Please reproduce each of the following entries exactly.
==== Task material ====
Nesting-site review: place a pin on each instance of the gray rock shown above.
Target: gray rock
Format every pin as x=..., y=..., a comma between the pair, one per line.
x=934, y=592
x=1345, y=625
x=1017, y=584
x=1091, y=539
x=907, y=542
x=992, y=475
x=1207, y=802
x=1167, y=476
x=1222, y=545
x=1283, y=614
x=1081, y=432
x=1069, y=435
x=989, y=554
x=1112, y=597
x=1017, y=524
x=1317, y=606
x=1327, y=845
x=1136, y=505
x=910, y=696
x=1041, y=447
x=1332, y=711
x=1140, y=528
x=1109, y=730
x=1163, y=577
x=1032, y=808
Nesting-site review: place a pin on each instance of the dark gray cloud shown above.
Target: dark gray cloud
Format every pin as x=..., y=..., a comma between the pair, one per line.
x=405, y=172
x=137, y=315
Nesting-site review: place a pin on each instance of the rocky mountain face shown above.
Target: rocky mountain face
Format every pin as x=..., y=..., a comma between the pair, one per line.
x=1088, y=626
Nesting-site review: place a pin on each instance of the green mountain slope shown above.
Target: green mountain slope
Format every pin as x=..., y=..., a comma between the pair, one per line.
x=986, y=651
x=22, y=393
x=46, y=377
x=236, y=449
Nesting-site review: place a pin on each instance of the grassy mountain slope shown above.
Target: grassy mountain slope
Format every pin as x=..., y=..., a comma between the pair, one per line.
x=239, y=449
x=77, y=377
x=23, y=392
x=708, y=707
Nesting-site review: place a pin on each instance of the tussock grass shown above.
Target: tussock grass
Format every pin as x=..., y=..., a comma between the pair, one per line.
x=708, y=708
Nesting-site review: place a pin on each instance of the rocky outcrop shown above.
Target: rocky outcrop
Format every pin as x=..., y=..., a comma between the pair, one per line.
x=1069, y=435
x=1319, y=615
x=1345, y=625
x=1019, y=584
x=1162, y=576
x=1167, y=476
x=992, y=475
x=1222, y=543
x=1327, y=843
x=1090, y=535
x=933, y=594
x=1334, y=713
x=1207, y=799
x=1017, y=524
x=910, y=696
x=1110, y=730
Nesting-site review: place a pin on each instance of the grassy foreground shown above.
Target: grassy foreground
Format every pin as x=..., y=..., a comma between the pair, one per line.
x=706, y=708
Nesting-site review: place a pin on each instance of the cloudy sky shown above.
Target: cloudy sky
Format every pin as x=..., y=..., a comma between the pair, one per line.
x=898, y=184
====
Exercise answer:
Nesting-site review: place a pin on each instance of the gray rock shown above.
Target: gray rock
Format every pin as x=..., y=..., a comma between the pair, one per line.
x=934, y=592
x=1345, y=625
x=1017, y=584
x=1091, y=539
x=907, y=542
x=992, y=475
x=1207, y=802
x=1167, y=476
x=1222, y=545
x=1283, y=614
x=1081, y=432
x=1069, y=435
x=989, y=554
x=1112, y=597
x=1017, y=524
x=1317, y=606
x=1327, y=845
x=1136, y=505
x=910, y=696
x=1041, y=447
x=1332, y=711
x=1140, y=528
x=1109, y=730
x=1163, y=577
x=1032, y=808
Nesting-site review: place a pin on each instance of the dark gray cloud shown above.
Target: dark gray cloud
Format every pin as x=..., y=..., a comma between the pair, one per line.
x=405, y=172
x=137, y=315
Nesting-site review: place a pin on each instance of the rocky mountain face shown above.
Target: rocky mountain face
Format every pin as x=..., y=..., a comma between the pair, one per line.
x=1088, y=626
Nesting-site review: place a pin on each instance of the green mountain slope shown above.
Target: green mountain slope
Format every pin as x=..., y=..., a comma between the pair, one per line.
x=986, y=651
x=22, y=393
x=46, y=377
x=236, y=449
Nesting-site review: place a pin on each instance of the grassy mountain slope shown above.
Target: grassy mountain slope
Format every pin as x=..., y=..., a comma between the pair, one per line.
x=239, y=449
x=77, y=377
x=23, y=392
x=708, y=707
Nesting-site review: place a pin on each instance of the tussock grass shown above.
Target: tussock grass
Format every pin as x=..., y=..., a comma between the pair, one per line.
x=708, y=708
Nesting-site review: place a pin on each instance of the rocky outcrop shown above.
Target: rocky outcrop
Format every pin as x=..., y=..., a comma between the pair, one per line.
x=1069, y=435
x=1319, y=615
x=1345, y=625
x=1019, y=584
x=1162, y=576
x=1167, y=476
x=992, y=475
x=1222, y=543
x=1327, y=843
x=1090, y=535
x=933, y=594
x=1334, y=713
x=1207, y=799
x=1017, y=524
x=910, y=696
x=1110, y=730
Nesting-site review: place a pin on each instance of the grassy foreground shown above.
Target: grassy foreground
Format every pin as x=..., y=..., a comma between the pair, one per line.
x=706, y=708
Nesting-site review: place a pin on each instance of the cloudy sky shown above.
Target: cloudy sky
Format every pin as x=..., y=..., a comma between the pair, one per line.
x=898, y=184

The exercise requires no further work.